Retype all of the lines below exactly as they are, without the pictures.
========================
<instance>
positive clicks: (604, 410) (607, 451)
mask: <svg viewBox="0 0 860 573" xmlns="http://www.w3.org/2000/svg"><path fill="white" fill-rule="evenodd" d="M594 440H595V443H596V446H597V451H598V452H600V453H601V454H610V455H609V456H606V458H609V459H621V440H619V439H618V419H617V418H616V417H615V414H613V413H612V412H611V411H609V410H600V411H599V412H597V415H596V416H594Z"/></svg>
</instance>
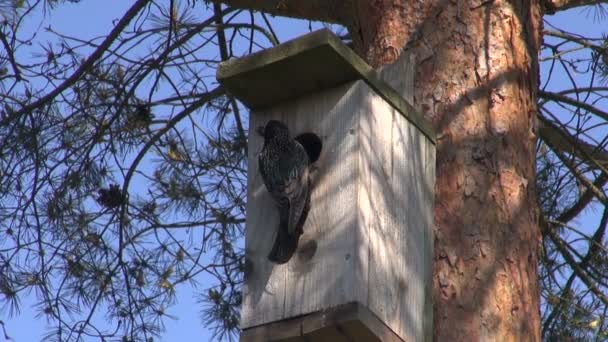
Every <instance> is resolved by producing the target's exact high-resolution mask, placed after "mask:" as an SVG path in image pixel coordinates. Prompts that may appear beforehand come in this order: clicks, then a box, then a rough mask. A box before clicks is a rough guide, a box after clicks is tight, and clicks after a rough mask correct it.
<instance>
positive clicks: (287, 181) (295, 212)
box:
========================
*Task answer:*
<instance>
positive clicks: (604, 410) (607, 451)
mask: <svg viewBox="0 0 860 573" xmlns="http://www.w3.org/2000/svg"><path fill="white" fill-rule="evenodd" d="M594 440H595V443H596V446H597V451H598V452H600V453H601V454H610V455H609V456H606V458H609V459H621V440H619V439H618V419H617V418H616V417H615V414H613V413H612V412H611V411H609V410H600V411H599V412H597V415H596V416H594Z"/></svg>
</instance>
Every <instance> is resolved by producing the target's exact high-resolution mask, placed after "mask:" as an SVG path in image pixel coordinates. Prompts that may appear beforehand come in this order: clicks, then a box, then a rough mask. A box before clicks is a rough guide, a box after clicks is tight, and clicks after a rough mask correct it.
<instance>
positive clicks: (287, 181) (295, 212)
box:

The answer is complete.